§ **TASK DETAILS**:
Gather every line of the entries below that contains the string "wall", and copy each of those lines in full.

§ **GIVEN DATA**:
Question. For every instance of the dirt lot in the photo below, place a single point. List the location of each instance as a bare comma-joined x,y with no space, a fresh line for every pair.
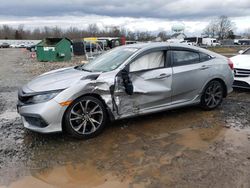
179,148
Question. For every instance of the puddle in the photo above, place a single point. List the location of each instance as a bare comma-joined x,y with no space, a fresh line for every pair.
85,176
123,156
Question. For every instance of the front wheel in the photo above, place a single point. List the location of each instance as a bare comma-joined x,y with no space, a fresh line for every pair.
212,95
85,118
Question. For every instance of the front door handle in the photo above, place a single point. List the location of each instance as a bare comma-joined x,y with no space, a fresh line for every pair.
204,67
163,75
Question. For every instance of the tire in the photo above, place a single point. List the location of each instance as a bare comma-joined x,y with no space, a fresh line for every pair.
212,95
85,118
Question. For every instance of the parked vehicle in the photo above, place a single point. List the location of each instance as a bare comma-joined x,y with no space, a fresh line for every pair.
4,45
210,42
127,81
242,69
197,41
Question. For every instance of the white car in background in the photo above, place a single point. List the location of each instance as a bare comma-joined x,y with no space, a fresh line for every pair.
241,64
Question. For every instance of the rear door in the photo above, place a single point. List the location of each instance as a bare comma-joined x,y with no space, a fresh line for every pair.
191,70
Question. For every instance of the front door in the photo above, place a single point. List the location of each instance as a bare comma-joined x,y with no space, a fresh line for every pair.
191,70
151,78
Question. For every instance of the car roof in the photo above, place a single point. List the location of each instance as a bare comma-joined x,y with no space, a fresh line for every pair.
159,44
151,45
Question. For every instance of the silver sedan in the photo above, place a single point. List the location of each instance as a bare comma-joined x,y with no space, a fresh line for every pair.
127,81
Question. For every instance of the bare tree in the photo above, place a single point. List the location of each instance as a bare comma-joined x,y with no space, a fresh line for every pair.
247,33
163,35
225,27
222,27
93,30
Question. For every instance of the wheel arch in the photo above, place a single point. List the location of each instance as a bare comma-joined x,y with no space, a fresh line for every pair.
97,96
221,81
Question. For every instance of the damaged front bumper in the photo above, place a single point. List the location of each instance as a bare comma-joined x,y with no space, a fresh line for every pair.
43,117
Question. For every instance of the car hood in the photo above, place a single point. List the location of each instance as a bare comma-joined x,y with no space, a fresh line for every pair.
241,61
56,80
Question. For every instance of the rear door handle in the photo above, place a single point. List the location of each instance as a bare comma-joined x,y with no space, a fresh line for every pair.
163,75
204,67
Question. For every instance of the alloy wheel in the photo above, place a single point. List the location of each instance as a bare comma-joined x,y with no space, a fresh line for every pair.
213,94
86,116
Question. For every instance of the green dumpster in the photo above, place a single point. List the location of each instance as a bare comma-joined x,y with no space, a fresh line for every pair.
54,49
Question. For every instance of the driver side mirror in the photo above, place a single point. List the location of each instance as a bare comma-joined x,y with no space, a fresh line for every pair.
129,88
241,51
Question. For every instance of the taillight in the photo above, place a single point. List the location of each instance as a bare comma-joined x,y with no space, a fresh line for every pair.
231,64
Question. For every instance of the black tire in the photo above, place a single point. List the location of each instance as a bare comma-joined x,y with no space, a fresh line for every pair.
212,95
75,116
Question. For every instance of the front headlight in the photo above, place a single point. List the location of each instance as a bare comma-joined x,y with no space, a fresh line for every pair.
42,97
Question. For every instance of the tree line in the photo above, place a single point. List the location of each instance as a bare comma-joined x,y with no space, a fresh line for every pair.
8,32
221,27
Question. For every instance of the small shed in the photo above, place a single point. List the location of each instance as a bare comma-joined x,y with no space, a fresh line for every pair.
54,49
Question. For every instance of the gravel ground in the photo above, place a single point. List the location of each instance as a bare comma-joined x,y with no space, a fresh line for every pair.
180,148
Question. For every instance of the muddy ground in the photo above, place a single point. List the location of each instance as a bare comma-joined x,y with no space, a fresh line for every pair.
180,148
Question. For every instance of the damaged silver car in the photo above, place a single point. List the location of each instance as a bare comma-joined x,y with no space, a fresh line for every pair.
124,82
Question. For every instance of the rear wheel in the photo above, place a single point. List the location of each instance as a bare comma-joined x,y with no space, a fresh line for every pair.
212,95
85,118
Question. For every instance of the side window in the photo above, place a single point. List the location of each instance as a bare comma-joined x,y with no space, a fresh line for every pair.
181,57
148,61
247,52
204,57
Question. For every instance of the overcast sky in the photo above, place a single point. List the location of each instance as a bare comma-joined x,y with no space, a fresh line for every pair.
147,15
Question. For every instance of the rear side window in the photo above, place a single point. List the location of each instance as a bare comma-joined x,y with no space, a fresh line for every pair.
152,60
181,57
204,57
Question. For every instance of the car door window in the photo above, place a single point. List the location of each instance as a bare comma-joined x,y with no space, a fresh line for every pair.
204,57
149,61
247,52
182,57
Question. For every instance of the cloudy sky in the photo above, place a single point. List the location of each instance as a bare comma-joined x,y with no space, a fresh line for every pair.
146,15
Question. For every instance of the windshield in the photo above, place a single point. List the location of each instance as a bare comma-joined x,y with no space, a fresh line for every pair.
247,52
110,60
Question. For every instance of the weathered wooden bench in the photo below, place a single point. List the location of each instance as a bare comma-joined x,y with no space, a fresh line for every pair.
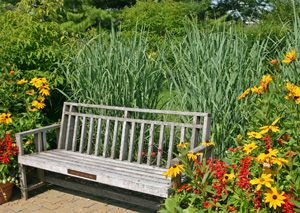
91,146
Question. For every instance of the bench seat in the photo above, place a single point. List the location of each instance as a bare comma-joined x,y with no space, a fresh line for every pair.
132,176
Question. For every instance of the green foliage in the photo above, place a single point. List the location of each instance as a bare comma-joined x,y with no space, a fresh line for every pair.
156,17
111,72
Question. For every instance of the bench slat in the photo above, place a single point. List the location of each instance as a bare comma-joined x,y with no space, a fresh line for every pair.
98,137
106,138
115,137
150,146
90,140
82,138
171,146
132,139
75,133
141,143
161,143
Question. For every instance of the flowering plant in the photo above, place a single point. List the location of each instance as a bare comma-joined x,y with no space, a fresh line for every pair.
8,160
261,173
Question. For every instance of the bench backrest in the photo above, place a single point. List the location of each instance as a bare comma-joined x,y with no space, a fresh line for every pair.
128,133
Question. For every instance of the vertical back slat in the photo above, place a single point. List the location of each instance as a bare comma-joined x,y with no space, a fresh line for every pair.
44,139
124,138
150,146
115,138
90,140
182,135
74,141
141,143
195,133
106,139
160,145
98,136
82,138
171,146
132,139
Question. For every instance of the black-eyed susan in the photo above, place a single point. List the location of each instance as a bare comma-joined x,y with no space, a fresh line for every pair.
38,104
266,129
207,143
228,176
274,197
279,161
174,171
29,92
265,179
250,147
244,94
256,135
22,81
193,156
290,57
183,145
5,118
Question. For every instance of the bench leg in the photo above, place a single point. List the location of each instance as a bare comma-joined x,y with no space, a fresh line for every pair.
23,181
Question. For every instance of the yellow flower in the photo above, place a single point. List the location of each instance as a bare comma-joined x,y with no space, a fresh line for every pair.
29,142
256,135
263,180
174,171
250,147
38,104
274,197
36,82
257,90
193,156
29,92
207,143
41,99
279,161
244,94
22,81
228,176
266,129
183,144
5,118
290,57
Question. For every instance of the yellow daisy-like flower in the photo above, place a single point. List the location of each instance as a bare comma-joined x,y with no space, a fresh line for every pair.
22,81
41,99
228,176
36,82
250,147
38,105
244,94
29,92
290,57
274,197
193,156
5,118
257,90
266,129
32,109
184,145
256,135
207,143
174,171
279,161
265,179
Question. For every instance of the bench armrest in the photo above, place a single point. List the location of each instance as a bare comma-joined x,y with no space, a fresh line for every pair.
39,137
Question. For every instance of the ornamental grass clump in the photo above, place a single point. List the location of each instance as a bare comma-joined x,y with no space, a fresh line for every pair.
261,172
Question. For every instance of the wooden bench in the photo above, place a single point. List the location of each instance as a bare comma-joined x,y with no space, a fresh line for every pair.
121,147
--
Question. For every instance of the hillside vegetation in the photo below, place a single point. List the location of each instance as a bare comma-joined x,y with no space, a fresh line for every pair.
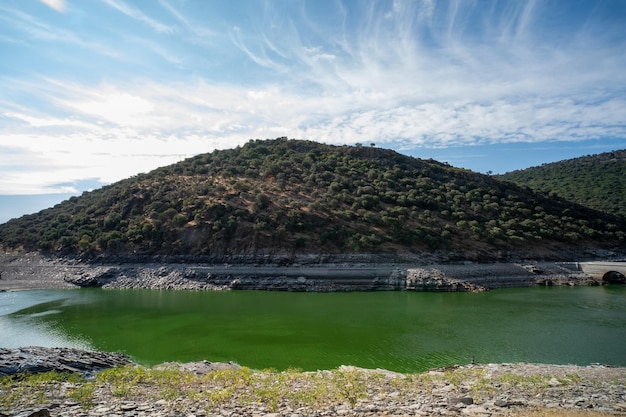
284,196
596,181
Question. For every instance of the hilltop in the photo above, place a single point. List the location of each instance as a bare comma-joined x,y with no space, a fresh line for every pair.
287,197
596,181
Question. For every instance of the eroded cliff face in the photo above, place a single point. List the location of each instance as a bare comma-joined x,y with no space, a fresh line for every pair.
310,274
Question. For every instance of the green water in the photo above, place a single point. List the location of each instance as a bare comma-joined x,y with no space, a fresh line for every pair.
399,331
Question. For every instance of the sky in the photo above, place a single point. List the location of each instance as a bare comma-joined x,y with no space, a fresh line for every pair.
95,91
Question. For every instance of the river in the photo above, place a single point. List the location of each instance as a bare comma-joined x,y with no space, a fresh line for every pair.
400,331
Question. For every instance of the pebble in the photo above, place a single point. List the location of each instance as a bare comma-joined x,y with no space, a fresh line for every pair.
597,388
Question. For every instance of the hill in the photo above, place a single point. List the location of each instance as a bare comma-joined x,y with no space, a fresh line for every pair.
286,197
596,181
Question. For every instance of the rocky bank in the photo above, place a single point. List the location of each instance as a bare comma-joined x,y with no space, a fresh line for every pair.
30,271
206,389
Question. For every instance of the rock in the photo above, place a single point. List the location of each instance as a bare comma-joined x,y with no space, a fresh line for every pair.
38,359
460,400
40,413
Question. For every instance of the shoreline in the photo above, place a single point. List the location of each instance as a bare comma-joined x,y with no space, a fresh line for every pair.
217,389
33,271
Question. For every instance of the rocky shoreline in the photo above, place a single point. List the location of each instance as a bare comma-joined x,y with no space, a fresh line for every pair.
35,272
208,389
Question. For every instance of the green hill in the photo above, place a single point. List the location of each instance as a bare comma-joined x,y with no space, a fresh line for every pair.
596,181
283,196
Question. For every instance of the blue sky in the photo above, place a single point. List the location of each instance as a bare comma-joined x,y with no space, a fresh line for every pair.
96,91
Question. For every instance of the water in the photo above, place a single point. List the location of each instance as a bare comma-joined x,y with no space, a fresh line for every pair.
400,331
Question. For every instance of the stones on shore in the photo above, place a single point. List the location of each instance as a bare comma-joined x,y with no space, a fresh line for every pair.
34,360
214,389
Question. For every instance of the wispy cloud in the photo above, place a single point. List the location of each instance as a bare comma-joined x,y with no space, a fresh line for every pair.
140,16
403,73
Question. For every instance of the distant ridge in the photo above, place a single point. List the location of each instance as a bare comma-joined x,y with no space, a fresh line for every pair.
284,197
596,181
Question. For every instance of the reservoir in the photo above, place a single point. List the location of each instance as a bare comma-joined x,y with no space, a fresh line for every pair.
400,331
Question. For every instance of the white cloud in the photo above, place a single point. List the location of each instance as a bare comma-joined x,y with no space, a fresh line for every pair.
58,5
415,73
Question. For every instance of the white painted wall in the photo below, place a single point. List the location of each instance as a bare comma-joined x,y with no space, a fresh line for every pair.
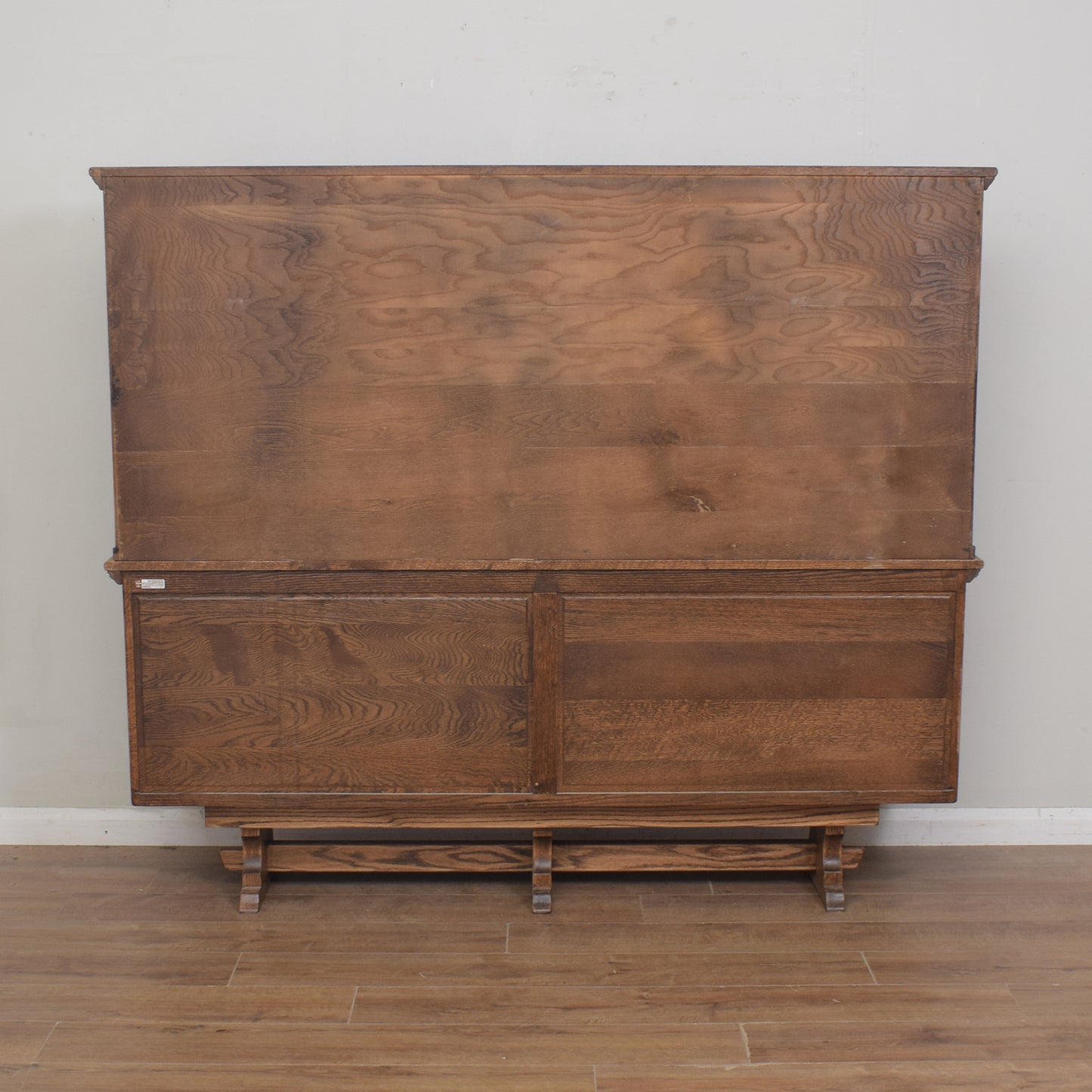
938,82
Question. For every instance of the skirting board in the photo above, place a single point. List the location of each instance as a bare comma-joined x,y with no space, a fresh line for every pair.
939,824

§ **OUTPUT FOR THIS EXERCISE**:
Question. For every instance of the white painted wall in the photo below, place a single point. List the location of each instance as a bare comma-joined x,y with no space, a fresh line for every pair.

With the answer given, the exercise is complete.